### Record extracts
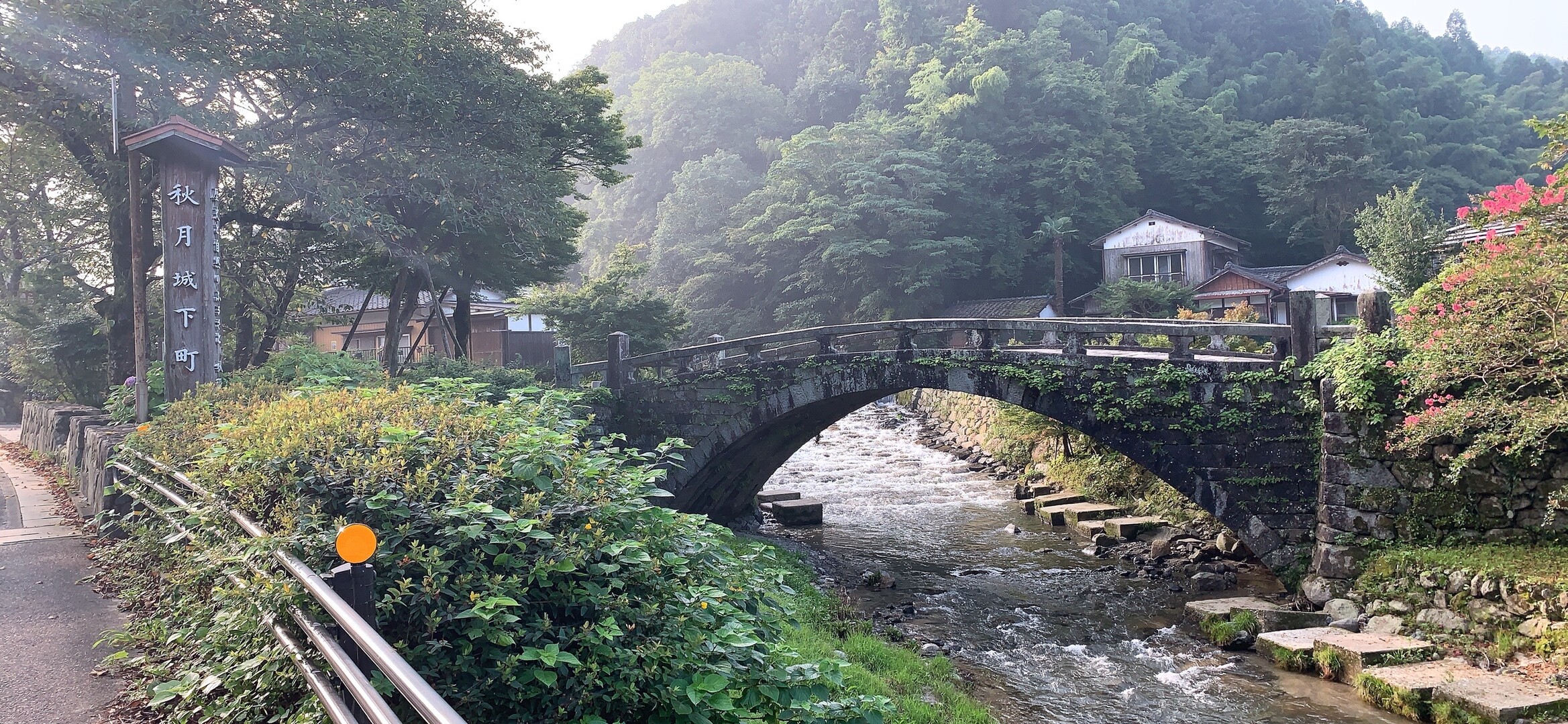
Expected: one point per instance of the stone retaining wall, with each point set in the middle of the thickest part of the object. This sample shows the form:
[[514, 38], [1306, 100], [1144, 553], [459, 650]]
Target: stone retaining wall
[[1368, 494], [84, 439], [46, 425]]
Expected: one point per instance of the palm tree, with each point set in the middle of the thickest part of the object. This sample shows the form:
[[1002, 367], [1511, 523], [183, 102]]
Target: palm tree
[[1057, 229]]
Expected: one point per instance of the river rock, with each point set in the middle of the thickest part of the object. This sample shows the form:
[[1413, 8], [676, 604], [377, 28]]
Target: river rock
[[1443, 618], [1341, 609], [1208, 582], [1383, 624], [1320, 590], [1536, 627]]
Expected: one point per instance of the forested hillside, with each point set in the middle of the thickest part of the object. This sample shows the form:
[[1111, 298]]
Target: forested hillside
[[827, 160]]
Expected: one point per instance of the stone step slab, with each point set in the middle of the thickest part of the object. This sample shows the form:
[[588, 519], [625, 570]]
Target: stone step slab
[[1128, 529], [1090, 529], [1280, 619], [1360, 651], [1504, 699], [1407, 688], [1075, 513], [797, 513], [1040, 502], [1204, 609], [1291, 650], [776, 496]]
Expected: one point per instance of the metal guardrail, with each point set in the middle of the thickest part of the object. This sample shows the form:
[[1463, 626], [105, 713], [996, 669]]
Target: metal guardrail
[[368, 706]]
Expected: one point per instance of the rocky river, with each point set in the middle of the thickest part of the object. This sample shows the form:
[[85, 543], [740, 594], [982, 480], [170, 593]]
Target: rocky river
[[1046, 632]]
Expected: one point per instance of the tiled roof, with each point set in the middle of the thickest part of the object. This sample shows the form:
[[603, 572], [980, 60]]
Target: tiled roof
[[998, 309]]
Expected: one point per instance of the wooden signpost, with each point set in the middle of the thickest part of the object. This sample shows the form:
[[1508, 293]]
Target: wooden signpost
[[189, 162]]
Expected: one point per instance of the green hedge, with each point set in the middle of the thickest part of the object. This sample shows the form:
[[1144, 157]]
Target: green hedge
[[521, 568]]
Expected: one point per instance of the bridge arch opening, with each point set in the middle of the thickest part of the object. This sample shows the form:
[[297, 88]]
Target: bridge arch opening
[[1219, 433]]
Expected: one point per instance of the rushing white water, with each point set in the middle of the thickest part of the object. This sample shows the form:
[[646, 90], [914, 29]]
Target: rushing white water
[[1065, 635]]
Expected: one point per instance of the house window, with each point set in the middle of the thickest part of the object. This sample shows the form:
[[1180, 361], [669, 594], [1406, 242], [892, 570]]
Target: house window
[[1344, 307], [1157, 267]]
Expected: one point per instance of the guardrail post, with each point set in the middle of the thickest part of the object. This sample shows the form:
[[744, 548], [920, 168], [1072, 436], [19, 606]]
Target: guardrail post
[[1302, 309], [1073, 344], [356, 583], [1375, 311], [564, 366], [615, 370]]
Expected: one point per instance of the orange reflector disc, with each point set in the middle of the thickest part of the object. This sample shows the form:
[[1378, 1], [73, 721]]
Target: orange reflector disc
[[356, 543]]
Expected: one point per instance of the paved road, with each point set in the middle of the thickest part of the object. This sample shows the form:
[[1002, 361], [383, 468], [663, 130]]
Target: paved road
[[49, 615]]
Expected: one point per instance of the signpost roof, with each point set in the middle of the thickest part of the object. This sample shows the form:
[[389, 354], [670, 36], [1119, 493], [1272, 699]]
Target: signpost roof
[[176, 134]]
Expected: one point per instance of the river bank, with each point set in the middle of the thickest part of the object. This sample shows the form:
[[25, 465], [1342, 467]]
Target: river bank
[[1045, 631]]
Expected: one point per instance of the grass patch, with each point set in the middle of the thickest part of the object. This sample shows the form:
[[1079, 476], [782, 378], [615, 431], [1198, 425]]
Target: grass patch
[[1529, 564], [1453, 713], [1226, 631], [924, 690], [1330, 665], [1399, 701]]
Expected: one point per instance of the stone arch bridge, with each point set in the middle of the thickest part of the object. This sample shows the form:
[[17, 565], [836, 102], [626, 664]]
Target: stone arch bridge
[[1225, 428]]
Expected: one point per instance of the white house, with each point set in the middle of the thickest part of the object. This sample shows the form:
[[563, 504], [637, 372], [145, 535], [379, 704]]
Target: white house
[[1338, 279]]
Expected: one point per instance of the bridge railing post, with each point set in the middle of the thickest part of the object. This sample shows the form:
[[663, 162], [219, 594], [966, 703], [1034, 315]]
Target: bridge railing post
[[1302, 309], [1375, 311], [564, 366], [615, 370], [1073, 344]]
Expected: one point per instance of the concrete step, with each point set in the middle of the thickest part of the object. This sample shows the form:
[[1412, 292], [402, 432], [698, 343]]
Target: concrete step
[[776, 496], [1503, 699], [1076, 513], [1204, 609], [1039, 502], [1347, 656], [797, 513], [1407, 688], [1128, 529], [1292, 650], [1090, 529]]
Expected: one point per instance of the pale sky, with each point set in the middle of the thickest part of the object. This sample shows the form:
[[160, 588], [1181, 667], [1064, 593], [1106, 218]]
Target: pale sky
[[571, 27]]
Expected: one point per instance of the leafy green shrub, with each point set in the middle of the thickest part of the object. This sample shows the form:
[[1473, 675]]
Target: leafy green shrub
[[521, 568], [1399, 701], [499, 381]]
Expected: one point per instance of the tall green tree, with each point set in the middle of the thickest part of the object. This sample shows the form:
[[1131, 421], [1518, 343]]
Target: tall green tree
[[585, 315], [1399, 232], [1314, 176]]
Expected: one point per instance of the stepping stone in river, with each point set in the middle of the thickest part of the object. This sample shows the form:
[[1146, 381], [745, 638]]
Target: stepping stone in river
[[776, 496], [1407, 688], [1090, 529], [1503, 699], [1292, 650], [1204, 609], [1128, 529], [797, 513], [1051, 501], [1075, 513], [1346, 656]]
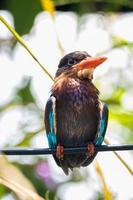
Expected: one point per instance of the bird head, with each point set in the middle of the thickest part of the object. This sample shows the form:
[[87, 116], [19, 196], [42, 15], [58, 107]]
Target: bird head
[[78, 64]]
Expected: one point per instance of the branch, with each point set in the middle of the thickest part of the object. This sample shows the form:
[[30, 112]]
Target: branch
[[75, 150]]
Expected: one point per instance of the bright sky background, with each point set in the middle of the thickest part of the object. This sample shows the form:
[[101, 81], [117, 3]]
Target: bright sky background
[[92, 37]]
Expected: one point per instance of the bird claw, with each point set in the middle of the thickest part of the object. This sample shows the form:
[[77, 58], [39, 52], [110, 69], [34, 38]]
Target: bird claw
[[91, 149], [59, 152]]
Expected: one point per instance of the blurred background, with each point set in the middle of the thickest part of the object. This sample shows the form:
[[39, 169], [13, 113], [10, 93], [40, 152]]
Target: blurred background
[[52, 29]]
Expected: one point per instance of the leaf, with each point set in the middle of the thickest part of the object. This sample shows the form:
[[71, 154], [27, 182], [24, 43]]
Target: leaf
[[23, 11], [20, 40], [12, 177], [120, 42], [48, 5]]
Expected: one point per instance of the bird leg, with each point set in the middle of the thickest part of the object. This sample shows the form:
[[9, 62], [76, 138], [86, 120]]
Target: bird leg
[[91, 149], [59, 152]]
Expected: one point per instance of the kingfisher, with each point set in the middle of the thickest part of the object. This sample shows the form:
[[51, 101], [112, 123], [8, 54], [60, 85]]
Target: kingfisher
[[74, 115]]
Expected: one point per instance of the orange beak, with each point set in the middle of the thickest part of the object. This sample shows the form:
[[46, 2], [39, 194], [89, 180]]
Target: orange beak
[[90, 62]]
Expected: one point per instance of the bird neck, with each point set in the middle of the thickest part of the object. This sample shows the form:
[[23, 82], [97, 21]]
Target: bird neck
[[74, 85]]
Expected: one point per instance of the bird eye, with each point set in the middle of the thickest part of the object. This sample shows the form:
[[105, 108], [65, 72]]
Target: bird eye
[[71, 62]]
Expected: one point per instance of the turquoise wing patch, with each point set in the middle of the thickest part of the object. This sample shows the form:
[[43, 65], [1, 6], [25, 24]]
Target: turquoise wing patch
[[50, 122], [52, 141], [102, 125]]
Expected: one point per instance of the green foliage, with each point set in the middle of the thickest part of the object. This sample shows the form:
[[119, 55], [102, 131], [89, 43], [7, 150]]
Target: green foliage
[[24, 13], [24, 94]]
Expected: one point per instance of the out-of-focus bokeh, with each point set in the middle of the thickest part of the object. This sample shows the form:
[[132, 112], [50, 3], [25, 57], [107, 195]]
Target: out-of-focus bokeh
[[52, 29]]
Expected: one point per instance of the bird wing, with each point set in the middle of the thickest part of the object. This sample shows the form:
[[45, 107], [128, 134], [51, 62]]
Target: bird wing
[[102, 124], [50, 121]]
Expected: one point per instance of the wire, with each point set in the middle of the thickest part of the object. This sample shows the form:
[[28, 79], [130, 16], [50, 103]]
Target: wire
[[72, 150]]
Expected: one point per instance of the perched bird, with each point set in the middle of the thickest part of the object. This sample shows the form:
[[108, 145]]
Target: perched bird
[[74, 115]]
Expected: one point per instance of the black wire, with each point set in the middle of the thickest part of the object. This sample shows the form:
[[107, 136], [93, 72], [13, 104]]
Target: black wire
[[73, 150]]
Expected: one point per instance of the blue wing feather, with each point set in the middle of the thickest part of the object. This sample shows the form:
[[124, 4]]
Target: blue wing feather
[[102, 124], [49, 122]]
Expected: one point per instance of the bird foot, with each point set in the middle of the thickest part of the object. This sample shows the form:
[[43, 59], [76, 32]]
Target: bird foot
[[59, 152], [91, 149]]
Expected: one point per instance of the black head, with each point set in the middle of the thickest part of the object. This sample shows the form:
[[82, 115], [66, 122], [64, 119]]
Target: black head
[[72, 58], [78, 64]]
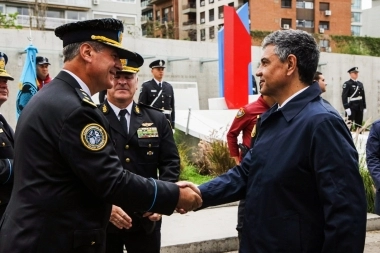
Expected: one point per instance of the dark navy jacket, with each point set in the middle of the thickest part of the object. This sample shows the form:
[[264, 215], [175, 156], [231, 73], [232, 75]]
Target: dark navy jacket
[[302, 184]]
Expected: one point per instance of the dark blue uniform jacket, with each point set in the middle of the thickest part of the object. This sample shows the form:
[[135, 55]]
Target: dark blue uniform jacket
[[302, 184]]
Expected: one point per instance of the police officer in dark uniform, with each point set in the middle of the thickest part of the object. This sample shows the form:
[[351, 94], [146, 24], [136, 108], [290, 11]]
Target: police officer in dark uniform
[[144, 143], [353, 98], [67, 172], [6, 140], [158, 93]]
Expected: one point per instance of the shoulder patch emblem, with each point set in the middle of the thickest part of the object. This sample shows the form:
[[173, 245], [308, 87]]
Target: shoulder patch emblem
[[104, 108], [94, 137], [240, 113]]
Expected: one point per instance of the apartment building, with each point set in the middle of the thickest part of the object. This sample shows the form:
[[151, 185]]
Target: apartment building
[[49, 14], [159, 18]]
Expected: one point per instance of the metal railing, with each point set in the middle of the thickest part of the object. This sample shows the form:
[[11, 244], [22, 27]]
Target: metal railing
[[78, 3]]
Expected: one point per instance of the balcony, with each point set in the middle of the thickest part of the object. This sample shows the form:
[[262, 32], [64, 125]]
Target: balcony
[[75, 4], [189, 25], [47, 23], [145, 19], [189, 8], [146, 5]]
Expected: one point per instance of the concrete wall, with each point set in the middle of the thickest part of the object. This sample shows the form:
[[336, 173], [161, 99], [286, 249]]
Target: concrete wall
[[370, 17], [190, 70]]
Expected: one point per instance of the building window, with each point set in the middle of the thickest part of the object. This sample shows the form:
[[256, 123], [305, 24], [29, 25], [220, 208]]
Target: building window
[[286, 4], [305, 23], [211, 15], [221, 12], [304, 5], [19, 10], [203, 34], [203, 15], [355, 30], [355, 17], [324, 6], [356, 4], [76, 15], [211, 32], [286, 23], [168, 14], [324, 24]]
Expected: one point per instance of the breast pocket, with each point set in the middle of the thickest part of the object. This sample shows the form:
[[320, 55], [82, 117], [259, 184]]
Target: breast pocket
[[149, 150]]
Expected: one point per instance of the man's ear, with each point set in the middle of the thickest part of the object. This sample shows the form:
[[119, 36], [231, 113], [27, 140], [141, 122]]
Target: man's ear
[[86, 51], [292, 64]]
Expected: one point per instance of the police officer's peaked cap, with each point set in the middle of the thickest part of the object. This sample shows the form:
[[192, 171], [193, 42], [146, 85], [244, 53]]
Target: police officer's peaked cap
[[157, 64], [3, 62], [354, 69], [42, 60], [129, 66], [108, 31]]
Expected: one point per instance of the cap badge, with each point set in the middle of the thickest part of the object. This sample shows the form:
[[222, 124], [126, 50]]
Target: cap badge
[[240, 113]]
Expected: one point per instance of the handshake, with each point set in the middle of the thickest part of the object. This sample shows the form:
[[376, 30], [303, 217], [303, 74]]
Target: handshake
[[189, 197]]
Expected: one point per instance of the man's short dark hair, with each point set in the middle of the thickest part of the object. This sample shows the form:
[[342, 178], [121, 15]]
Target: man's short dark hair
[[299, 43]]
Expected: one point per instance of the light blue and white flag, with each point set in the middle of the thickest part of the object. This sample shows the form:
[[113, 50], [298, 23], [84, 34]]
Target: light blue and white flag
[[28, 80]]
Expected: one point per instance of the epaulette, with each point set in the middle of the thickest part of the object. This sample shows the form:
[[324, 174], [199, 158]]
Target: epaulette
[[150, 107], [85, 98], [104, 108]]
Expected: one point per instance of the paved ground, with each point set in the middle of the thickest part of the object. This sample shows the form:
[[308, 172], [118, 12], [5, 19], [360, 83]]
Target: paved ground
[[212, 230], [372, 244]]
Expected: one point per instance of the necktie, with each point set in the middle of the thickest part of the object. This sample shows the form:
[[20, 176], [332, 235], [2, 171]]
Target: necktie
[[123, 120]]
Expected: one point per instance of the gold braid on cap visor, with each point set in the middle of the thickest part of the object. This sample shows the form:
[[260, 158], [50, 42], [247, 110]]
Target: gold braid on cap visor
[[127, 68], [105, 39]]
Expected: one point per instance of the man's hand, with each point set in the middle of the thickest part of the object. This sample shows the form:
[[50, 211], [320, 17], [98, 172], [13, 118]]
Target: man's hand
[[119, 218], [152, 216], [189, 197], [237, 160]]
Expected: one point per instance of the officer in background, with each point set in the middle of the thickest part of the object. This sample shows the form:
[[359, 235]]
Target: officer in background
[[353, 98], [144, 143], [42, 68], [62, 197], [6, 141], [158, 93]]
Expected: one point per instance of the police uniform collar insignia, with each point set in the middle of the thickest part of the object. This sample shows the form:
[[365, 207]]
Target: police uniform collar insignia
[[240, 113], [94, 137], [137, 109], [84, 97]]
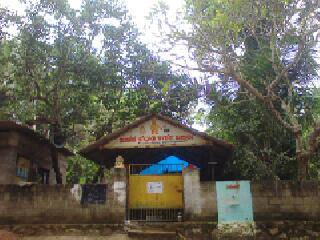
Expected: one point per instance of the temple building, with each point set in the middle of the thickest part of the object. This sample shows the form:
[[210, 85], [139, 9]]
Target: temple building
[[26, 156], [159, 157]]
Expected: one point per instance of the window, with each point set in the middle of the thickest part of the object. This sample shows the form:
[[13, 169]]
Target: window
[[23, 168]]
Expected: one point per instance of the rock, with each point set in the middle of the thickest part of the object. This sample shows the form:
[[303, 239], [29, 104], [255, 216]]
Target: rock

### Exercise
Take the lines above from the one holding "Expected: one point per instance of the temple" to the last and output them exactly.

### Result of this task
Expected: one point per instance of the temple building, with each point set in the middle of the thickest part of the object. This sample shows the form:
[[210, 85], [139, 9]]
Target: temple building
[[26, 156], [159, 157]]
Expected: one point per instance of the window, with each point set in the middle of the thickest part of the object. This sample shows the form:
[[13, 169]]
Target: window
[[23, 168]]
Expected: one point per instance of the rock, with each point set in the middle of the thickest part of the object. This sample shows the form:
[[303, 239], [29, 104], [255, 216]]
Target: rock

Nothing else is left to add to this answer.